=== WHAT NEEDS TO BE DONE ===
Among the entries below, copy every line that carries the word "goose".
*** DATA LISTING ***
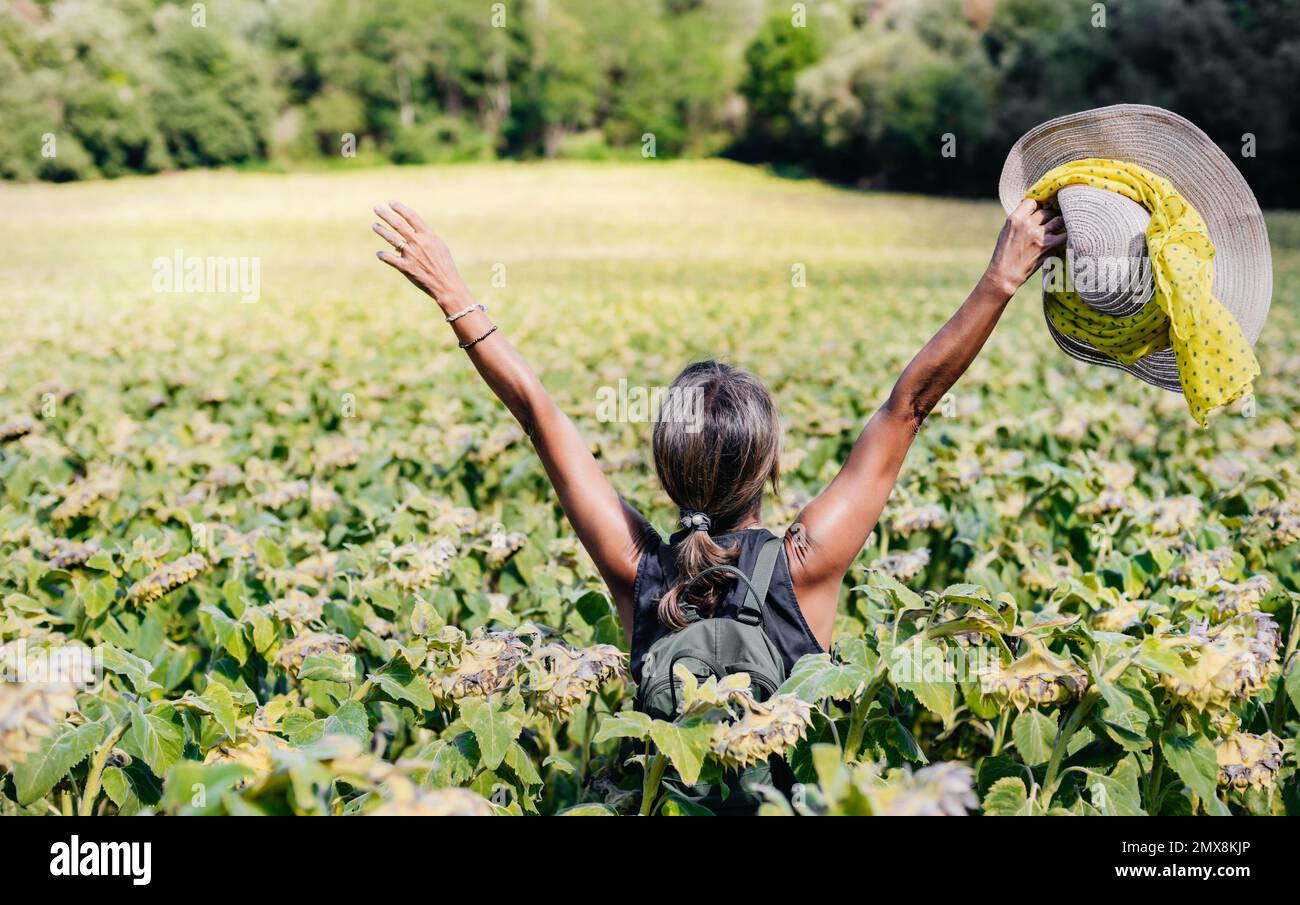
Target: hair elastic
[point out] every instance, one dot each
(694, 520)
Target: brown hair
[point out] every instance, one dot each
(716, 442)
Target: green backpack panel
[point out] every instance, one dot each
(718, 646)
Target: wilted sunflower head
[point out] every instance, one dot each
(1106, 502)
(1248, 761)
(298, 607)
(1201, 567)
(307, 644)
(437, 802)
(563, 678)
(502, 544)
(904, 566)
(168, 577)
(85, 494)
(940, 789)
(1226, 663)
(316, 570)
(70, 554)
(281, 493)
(1123, 615)
(421, 567)
(1036, 679)
(765, 728)
(251, 750)
(1279, 523)
(1044, 575)
(29, 710)
(1174, 515)
(482, 665)
(1234, 600)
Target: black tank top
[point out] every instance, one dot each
(783, 622)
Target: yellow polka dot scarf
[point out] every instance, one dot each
(1216, 363)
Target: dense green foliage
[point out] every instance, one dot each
(324, 572)
(862, 91)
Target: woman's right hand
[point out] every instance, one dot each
(1028, 236)
(421, 256)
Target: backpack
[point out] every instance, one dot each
(718, 646)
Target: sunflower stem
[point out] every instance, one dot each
(650, 789)
(1071, 726)
(96, 769)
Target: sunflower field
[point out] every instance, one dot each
(286, 554)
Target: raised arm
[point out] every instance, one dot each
(610, 529)
(832, 528)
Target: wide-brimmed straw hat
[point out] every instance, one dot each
(1103, 225)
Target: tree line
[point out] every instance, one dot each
(922, 95)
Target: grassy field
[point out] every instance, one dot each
(334, 420)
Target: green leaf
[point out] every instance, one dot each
(623, 724)
(121, 792)
(219, 702)
(1292, 682)
(1006, 797)
(134, 668)
(588, 810)
(592, 605)
(271, 553)
(98, 594)
(329, 666)
(921, 666)
(350, 721)
(194, 788)
(494, 724)
(228, 632)
(399, 683)
(815, 678)
(1116, 795)
(56, 753)
(684, 744)
(1034, 734)
(155, 739)
(1160, 659)
(1192, 758)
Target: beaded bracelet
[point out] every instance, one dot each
(473, 342)
(453, 319)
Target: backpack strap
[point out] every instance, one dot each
(755, 587)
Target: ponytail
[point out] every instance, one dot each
(696, 553)
(716, 444)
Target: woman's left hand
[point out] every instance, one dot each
(420, 255)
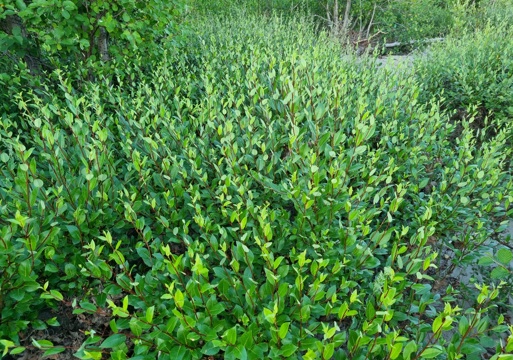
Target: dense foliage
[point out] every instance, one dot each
(257, 196)
(256, 191)
(473, 71)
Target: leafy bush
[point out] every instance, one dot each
(258, 197)
(472, 71)
(415, 20)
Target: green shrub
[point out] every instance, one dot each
(276, 199)
(474, 71)
(415, 20)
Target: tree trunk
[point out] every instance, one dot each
(103, 44)
(347, 19)
(31, 58)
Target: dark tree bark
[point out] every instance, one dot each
(31, 56)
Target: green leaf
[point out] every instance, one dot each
(409, 349)
(113, 341)
(504, 256)
(54, 350)
(231, 335)
(431, 352)
(499, 273)
(284, 329)
(486, 260)
(149, 314)
(17, 350)
(179, 298)
(209, 349)
(38, 183)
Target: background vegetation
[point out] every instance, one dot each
(217, 179)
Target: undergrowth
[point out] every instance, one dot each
(257, 196)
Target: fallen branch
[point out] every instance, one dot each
(411, 42)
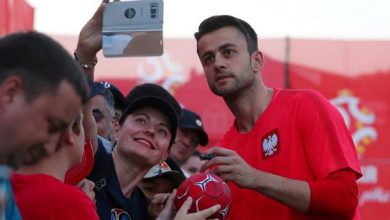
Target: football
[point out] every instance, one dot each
(206, 190)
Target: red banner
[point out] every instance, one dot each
(15, 15)
(4, 17)
(363, 101)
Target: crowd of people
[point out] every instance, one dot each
(75, 148)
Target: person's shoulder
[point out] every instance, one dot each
(302, 96)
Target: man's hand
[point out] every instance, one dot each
(231, 167)
(90, 37)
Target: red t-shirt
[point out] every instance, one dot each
(40, 196)
(300, 136)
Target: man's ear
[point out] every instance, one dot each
(257, 61)
(9, 89)
(68, 137)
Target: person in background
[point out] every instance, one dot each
(148, 129)
(190, 134)
(102, 104)
(41, 92)
(119, 106)
(158, 183)
(289, 154)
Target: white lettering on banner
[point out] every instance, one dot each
(166, 73)
(377, 194)
(370, 174)
(358, 119)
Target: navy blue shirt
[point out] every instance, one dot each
(111, 204)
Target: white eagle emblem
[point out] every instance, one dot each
(270, 145)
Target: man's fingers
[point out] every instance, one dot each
(98, 15)
(220, 151)
(208, 212)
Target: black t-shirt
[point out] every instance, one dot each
(111, 204)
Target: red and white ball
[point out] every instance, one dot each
(206, 190)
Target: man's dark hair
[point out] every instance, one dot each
(99, 88)
(220, 21)
(41, 63)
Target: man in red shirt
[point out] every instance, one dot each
(288, 154)
(39, 189)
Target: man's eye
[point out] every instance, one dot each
(163, 132)
(140, 121)
(228, 52)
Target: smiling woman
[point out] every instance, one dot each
(148, 128)
(313, 20)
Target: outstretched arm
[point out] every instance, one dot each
(293, 193)
(88, 45)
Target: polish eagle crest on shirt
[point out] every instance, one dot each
(270, 144)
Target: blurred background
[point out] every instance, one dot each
(340, 48)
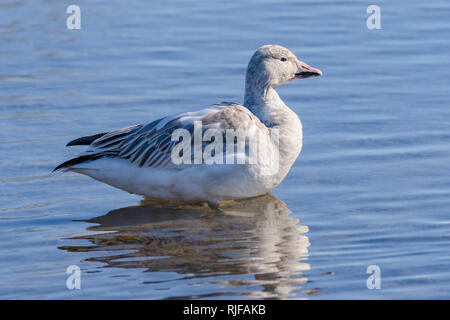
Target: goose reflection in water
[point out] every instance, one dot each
(253, 237)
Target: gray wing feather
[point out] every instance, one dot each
(150, 145)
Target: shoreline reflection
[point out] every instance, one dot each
(253, 237)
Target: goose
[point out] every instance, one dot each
(163, 159)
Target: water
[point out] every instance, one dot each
(371, 186)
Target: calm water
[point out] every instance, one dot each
(371, 187)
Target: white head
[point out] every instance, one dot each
(273, 65)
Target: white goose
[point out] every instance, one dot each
(139, 159)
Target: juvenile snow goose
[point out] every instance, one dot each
(207, 155)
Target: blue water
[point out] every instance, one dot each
(371, 186)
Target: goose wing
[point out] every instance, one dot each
(151, 145)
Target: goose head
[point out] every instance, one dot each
(273, 65)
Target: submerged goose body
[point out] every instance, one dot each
(150, 160)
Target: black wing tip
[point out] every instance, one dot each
(77, 160)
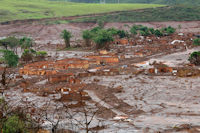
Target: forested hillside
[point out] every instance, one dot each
(167, 2)
(174, 13)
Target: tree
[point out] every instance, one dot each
(66, 35)
(168, 30)
(179, 27)
(144, 28)
(87, 35)
(100, 24)
(142, 32)
(121, 33)
(13, 43)
(15, 117)
(158, 33)
(102, 38)
(28, 54)
(136, 27)
(133, 31)
(196, 42)
(112, 30)
(41, 54)
(26, 43)
(10, 57)
(95, 30)
(152, 30)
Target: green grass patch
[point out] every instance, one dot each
(2, 59)
(37, 9)
(174, 13)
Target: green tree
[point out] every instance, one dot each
(13, 43)
(102, 38)
(158, 32)
(136, 27)
(133, 31)
(144, 28)
(87, 35)
(142, 32)
(95, 30)
(112, 30)
(196, 41)
(152, 30)
(66, 35)
(26, 43)
(10, 57)
(100, 24)
(121, 33)
(179, 27)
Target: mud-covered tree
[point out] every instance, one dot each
(87, 35)
(133, 31)
(11, 59)
(102, 38)
(66, 35)
(158, 32)
(112, 30)
(196, 42)
(41, 55)
(95, 30)
(26, 43)
(28, 54)
(100, 24)
(121, 33)
(179, 27)
(152, 30)
(10, 42)
(16, 116)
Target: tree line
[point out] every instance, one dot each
(165, 2)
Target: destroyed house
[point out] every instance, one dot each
(60, 78)
(161, 70)
(75, 96)
(27, 71)
(106, 59)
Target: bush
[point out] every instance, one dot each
(196, 41)
(102, 38)
(41, 53)
(121, 33)
(95, 30)
(152, 30)
(158, 32)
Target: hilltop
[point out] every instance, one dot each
(38, 9)
(165, 2)
(173, 13)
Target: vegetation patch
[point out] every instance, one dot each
(37, 9)
(174, 13)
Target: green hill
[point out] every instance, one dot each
(174, 13)
(37, 9)
(165, 2)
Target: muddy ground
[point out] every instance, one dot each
(153, 103)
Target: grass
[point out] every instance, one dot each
(37, 9)
(174, 13)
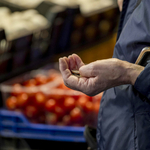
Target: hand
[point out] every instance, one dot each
(120, 3)
(99, 75)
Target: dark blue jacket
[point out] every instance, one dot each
(124, 116)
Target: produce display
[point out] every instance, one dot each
(18, 24)
(45, 99)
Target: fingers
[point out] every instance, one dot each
(78, 61)
(64, 68)
(87, 70)
(72, 63)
*** End of DATA LISTING ***
=== FINISHED TASK ===
Target: goose reflection in water
Target: goose
Target: white goose
Target: juvenile snow goose
Target: goose wing
Target: goose head
Target: submerged goose body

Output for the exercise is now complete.